■ **Work order**
Write out all of the data exactly as it appears.

Referring expression pointing data:
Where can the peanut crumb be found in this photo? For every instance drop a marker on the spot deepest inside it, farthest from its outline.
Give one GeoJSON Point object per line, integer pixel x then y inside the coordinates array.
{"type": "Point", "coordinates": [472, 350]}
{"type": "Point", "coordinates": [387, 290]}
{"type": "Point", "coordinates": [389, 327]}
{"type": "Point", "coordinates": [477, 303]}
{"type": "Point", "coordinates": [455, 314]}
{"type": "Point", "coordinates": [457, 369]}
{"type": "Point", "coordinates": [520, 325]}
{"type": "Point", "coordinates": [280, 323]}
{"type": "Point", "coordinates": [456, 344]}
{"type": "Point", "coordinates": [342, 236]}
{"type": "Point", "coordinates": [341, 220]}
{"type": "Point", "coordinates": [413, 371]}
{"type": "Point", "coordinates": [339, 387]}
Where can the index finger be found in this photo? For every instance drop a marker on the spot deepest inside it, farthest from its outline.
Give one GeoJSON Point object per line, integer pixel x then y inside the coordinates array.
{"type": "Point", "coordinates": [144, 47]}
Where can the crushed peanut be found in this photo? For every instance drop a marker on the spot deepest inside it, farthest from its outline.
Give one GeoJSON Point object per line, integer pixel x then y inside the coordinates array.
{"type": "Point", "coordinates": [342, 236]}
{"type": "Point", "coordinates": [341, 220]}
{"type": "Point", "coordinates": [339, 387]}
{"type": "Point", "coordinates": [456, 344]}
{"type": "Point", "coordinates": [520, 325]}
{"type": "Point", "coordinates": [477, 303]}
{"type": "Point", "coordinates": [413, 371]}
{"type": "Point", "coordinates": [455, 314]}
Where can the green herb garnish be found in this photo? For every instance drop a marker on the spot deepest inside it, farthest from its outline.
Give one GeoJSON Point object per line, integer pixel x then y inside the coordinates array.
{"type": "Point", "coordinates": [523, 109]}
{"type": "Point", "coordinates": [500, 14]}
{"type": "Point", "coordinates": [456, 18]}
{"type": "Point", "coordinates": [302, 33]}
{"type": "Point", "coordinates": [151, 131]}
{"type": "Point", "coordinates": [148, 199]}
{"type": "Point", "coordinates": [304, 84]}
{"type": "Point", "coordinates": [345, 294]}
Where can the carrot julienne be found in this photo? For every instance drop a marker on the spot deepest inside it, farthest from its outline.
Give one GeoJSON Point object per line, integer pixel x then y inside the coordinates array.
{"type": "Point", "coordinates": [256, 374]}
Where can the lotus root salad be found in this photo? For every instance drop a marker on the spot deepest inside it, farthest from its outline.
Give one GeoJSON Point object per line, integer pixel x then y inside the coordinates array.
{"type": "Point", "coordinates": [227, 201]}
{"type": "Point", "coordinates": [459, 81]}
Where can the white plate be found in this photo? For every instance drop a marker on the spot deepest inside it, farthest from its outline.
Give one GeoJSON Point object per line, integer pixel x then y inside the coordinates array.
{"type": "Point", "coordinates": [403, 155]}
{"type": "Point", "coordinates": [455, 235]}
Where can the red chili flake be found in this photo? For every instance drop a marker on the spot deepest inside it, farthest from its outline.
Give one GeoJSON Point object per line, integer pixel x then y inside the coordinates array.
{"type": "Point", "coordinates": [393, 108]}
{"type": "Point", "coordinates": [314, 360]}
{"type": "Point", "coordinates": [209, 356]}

■ **Output for this exercise**
Where can the peanut crumb be found in this photo? For every instance drop a marker on the spot deepest inside it, farthest from its outline.
Give one GeoJSON Point object per line, integer pixel x then y inside the coordinates array.
{"type": "Point", "coordinates": [472, 350]}
{"type": "Point", "coordinates": [387, 290]}
{"type": "Point", "coordinates": [389, 327]}
{"type": "Point", "coordinates": [477, 303]}
{"type": "Point", "coordinates": [455, 314]}
{"type": "Point", "coordinates": [457, 369]}
{"type": "Point", "coordinates": [520, 325]}
{"type": "Point", "coordinates": [280, 323]}
{"type": "Point", "coordinates": [456, 344]}
{"type": "Point", "coordinates": [342, 236]}
{"type": "Point", "coordinates": [341, 220]}
{"type": "Point", "coordinates": [413, 371]}
{"type": "Point", "coordinates": [339, 387]}
Where can the index finger be found in this photo? For every instance drop a marker on the spot deepest inside it, farthest from its outline.
Give one GeoJSON Point object per line, integer pixel x then y inside the coordinates array.
{"type": "Point", "coordinates": [144, 47]}
Where can the crushed peanut be found in this photo? For every instance drop a marker on the spot deepest inside it, farthest from its outline.
Give one GeoJSON Point object per line, integer pixel x then y inside the coordinates array.
{"type": "Point", "coordinates": [342, 236]}
{"type": "Point", "coordinates": [341, 220]}
{"type": "Point", "coordinates": [339, 387]}
{"type": "Point", "coordinates": [456, 344]}
{"type": "Point", "coordinates": [520, 325]}
{"type": "Point", "coordinates": [477, 303]}
{"type": "Point", "coordinates": [413, 371]}
{"type": "Point", "coordinates": [455, 314]}
Where can the green herb garnish be found in this photo? For every instance drop a marker on the spot deepest inside it, farthest from its outline.
Give one GeoJSON Point object per line, integer pixel x then y inside the coordinates array.
{"type": "Point", "coordinates": [523, 109]}
{"type": "Point", "coordinates": [500, 14]}
{"type": "Point", "coordinates": [456, 18]}
{"type": "Point", "coordinates": [302, 33]}
{"type": "Point", "coordinates": [151, 131]}
{"type": "Point", "coordinates": [148, 199]}
{"type": "Point", "coordinates": [304, 84]}
{"type": "Point", "coordinates": [345, 294]}
Where can the carrot julienne be found in this photo? For every instance drop a marker on the spot deepest inside it, farthest from its outline.
Give one GeoJSON Point object per line, integer pixel x then y inside the coordinates array.
{"type": "Point", "coordinates": [256, 374]}
Where can the lotus root salad be found in this photo? For every instance drop a marker on the spot deepest inside it, farthest from its outline.
Give one GeoJSON Point object per line, integer pixel x then y inside the coordinates array.
{"type": "Point", "coordinates": [227, 201]}
{"type": "Point", "coordinates": [459, 81]}
Where can the white plate be found in this photo? For every instance drop a marker on the spot deepest inside it, farthest from its outline.
Give one GeoJSON Point object per line, integer pixel x then y inside the coordinates array.
{"type": "Point", "coordinates": [403, 155]}
{"type": "Point", "coordinates": [455, 235]}
Where can the red chili flake be found in this photo? For every instance drop a marker on the spot deepest inside it, farthest from its outline.
Give one GeoJSON Point object per line, integer pixel x then y inside the coordinates array.
{"type": "Point", "coordinates": [393, 108]}
{"type": "Point", "coordinates": [314, 360]}
{"type": "Point", "coordinates": [209, 356]}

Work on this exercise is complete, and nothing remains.